WHAT YOU WILL DO:
Type out the data exactly as given. Skip any image.

SUPPLIED MATERIAL:
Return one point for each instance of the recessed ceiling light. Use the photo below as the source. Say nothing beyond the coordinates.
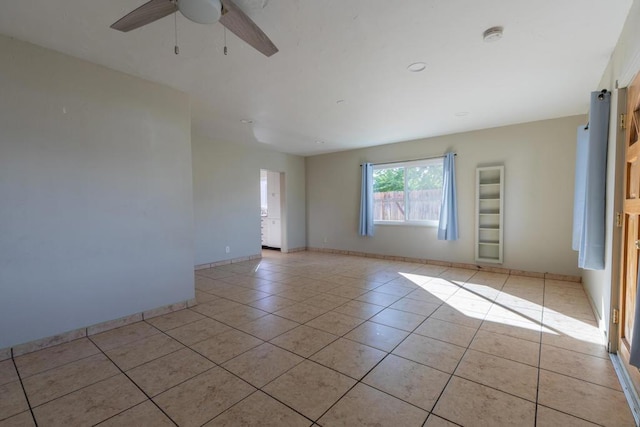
(492, 34)
(416, 67)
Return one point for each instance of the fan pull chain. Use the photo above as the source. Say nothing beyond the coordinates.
(176, 49)
(225, 41)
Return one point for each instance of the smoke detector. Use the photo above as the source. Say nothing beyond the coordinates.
(493, 34)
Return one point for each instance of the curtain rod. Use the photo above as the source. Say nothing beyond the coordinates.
(410, 160)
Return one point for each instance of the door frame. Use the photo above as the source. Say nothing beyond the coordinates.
(616, 238)
(628, 375)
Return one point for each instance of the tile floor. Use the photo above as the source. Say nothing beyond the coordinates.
(316, 339)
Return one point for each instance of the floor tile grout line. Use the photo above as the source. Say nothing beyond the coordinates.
(435, 404)
(544, 285)
(136, 384)
(63, 364)
(15, 366)
(342, 336)
(377, 364)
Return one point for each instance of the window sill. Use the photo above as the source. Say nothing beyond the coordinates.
(428, 224)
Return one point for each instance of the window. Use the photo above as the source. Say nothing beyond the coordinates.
(408, 193)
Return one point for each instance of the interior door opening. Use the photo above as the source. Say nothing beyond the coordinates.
(271, 218)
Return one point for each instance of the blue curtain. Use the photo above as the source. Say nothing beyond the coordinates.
(590, 185)
(366, 201)
(448, 225)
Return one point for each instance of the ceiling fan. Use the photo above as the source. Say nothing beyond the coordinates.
(202, 12)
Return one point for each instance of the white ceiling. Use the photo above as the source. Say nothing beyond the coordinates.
(552, 55)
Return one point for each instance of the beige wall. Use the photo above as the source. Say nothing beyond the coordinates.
(96, 215)
(539, 176)
(623, 66)
(226, 182)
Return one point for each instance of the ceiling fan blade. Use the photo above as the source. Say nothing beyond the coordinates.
(242, 26)
(145, 14)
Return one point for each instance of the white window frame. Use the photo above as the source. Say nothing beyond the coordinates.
(414, 163)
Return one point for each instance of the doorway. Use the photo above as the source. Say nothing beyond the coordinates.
(630, 233)
(271, 218)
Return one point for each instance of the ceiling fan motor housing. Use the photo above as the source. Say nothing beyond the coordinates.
(201, 11)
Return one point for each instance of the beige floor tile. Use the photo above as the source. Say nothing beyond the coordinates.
(161, 374)
(430, 352)
(262, 364)
(548, 417)
(531, 300)
(124, 335)
(200, 399)
(259, 409)
(268, 327)
(412, 382)
(226, 346)
(90, 405)
(293, 388)
(349, 357)
(507, 347)
(32, 363)
(583, 344)
(422, 308)
(203, 297)
(395, 290)
(470, 404)
(378, 336)
(579, 365)
(272, 303)
(240, 316)
(144, 414)
(520, 314)
(197, 331)
(398, 319)
(245, 296)
(366, 406)
(450, 314)
(526, 330)
(506, 375)
(216, 307)
(426, 296)
(65, 379)
(592, 402)
(446, 331)
(300, 312)
(8, 372)
(23, 419)
(335, 323)
(457, 274)
(321, 286)
(137, 353)
(465, 302)
(175, 319)
(359, 309)
(304, 340)
(436, 421)
(348, 292)
(378, 298)
(298, 294)
(326, 301)
(12, 400)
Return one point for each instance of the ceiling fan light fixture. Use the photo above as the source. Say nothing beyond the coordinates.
(492, 34)
(201, 11)
(417, 67)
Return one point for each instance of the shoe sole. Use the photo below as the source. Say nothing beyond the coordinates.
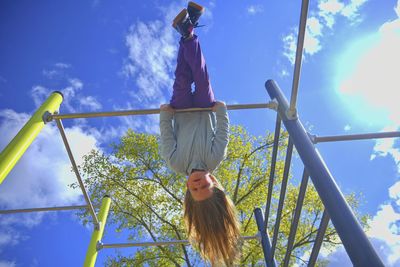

TASK ANSWER:
Return one point for each instance of the recessed ceiling light. Use the photo below as the source. Say nothing beyond the coordinates.
(492, 34)
(416, 67)
Return one point for each instance of the fan pull chain. Use the photo above as the source. Say nothing beyond the coordinates.
(176, 49)
(225, 41)
Return one point for each instance of the smoke detector. Use the photo above as the source. Say nothing beyond the coordinates.
(493, 34)
Return one point for each instance of the curtain rod. Use the photo above as the source. Say nothing beyond the coordinates.
(410, 160)
Return one point for each instance of the door frame. Use the photo above as the source. Say nothing beyond the coordinates.
(616, 238)
(628, 375)
Return one point for each instance of the tile floor. Use the photo above as the source. Say nothing beyond the coordinates.
(316, 339)
Return one point for each instance of the floor tile grout line. Use the photo above as the source. Say nothing beyond the coordinates.
(435, 404)
(544, 285)
(136, 384)
(63, 364)
(15, 366)
(342, 336)
(377, 364)
Return one point for each instance of the window sill. Use the photo above as the source. Say nothing beyond the coordinates.
(428, 224)
Return one point for each instance of the window. Use the photo above as the source. Say nothing beyond the coordinates.
(408, 193)
Return one point for each instance of the interior door opening. Use the photo above as the source. Say nothing beyond the coordinates.
(271, 218)
Return one point for each instance of the blue curtain. Use the photo above as the source. Say nothing beyond the coordinates.
(590, 185)
(366, 201)
(448, 225)
Return one point for each instance of the ceiling fan. Use the photo above as the source. Say nothing beyond the coordinates.
(202, 12)
Return one point for each instance of the white ceiling. Use the photo above as the source. Say nothing beyond the coordinates.
(552, 55)
Return one point for each instance of the beige wall. Use the photo above as the source. Say nothing beyond the coordinates.
(96, 215)
(539, 176)
(623, 66)
(226, 182)
Return one point for each instance of the ceiling fan blade. Use the photo above as the source. Say nothing beyond the coordinates.
(242, 26)
(145, 14)
Return one point for each instance of the white window frame. Use the photo above as the source. Say nothing beyond the coordinates.
(414, 163)
Return one point for each instance of the doorway. Use the photo above as the source. Say nothing beyond the coordinates.
(630, 233)
(271, 218)
Return one point for each instance of the ceiling fan motor housing. Use the photo above as the source. Say nothing beyond the coordinates.
(201, 11)
Return one point for each instance of the beige floor tile. Use the photo above as the source. Say nothing beyond the coordinates.
(161, 374)
(430, 352)
(262, 364)
(548, 417)
(531, 300)
(124, 335)
(200, 399)
(259, 409)
(268, 327)
(412, 382)
(226, 346)
(90, 405)
(293, 388)
(349, 357)
(507, 347)
(32, 363)
(583, 344)
(422, 308)
(203, 297)
(395, 290)
(470, 404)
(378, 336)
(579, 365)
(272, 303)
(240, 316)
(144, 414)
(520, 314)
(197, 331)
(398, 319)
(245, 296)
(366, 406)
(450, 314)
(526, 330)
(506, 375)
(216, 307)
(426, 296)
(65, 379)
(592, 402)
(446, 331)
(300, 312)
(8, 372)
(23, 419)
(335, 323)
(457, 274)
(321, 286)
(137, 353)
(465, 302)
(175, 319)
(359, 309)
(304, 340)
(436, 421)
(348, 292)
(378, 298)
(298, 294)
(326, 301)
(12, 400)
Return one point for each instance of the ceiling fan light fixture. Use the photo above as the source. Say nothing beyond the coordinates.
(492, 34)
(201, 11)
(417, 67)
Return one point for each instance of the shoe sole. Use the photo below as the source. Say nothing beyond the coordinates.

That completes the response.